— OBJECTIVE —
Transcribe the passage on residency interest letters below, starting at "Too fast and" and ending at "to rank me.".

— EXTRACT PROVIDED —
────
A sincere, honest “you are my #1” can act as a tie‑breaker between two similar candidates. Or nudge you up a small amount. But it rarely takes a weak candidate and suddenly makes a program ignore all their concerns.

What does happen more often:

  • Programs use your letter to justify moving you down if something else already feels off.
  • Or they ignore it entirely because they’ve been burned by previous classes.

Timing, Tone, and Volume: The Things You Don’t See

There are unwritten rules that nobody writes in the handbook.

Timing

Too fast and you look impulsive. Too slow and it clearly feels strategic.

Most PDs expect:

If you email them ten minutes after logging off Zoom with “You’re my #1!!” they don’t believe you. They know you’re still interviewing other places. It reads as performance.

Tone

Programs pick up on desperation faster than you think.

Red flag phrases:

  • I am begging you to rank me.
  • “Your program is my only hope to become a doctor.”
  • “If I do not match at your program, I don’t know what I will do.”

I’ve seen messages like this forwarded to the program’s wellness director out of concern. Not as a reason to rank someone higher.

On the other hand, confident but humble works:

  • You express strong interest.
  • You show you understood what makes the program unique.
  • You do not sound entitled to a spot.

Volume

Sending:

  • One appropriately targeted “#1” letter: normal.
  • 3–4 “very strong interest” emails to various programs: normal.
  • Weekly “just checking in” messages to the PD: not normal.
────
— ENTRIES SHOWN —
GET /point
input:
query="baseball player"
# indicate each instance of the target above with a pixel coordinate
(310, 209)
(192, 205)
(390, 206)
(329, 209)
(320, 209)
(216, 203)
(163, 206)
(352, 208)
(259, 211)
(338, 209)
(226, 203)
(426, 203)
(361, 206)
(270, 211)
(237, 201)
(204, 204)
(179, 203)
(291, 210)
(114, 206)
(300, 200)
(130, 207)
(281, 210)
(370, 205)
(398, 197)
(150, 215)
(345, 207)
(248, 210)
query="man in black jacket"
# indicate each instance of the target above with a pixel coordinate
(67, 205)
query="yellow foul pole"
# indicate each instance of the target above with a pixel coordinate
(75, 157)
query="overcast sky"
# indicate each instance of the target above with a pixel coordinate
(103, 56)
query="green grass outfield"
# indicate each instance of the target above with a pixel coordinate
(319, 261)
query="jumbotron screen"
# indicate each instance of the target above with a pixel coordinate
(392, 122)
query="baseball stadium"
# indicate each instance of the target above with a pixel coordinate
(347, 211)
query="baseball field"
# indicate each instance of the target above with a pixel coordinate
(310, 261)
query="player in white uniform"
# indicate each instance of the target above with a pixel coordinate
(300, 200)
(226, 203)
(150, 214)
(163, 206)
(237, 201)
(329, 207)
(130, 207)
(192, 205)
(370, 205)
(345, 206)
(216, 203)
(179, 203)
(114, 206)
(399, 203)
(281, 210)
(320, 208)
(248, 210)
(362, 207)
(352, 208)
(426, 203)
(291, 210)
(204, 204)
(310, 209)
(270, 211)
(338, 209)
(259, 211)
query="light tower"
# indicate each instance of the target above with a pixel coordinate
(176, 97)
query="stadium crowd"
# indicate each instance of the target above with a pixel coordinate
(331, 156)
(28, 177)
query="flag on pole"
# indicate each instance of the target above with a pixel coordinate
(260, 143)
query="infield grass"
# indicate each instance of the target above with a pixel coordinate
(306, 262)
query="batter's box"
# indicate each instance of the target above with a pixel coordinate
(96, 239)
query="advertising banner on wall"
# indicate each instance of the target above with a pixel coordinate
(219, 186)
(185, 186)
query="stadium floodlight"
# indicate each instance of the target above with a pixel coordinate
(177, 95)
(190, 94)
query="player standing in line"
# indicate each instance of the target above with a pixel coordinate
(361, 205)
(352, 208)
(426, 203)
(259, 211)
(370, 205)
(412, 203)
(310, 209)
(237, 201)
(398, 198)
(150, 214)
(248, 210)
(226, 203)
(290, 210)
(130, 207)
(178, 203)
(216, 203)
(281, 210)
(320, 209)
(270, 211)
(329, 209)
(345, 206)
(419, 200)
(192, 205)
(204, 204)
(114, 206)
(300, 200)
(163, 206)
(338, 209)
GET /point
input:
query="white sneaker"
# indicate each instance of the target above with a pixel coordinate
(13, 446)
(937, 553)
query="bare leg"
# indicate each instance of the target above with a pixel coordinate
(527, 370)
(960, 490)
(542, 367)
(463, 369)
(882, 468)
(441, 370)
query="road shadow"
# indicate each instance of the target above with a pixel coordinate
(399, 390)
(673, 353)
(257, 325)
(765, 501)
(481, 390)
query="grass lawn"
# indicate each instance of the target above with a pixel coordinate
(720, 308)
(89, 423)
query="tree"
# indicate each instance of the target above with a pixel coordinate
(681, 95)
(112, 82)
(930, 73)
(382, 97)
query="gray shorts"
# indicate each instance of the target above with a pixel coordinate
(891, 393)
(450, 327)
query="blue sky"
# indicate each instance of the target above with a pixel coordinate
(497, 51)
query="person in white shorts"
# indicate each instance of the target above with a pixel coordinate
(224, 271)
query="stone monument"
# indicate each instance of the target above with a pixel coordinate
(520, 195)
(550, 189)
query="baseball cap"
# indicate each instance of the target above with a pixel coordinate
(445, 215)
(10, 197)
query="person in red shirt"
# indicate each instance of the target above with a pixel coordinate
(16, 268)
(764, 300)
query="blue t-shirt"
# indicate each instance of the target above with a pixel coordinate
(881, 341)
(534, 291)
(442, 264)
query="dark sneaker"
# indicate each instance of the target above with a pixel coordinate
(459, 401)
────
— RESPONSE TO THIS EXERCISE —
Too fast and you look impulsive. Too slow and it clearly feels strategic.

Most PDs expect:

If you email them ten minutes after logging off Zoom with “You’re my #1!!” they don’t believe you. They know you’re still interviewing other places. It reads as performance.

Tone

Programs pick up on desperation faster than you think.

Red flag phrases:

  • I am begging you to rank me.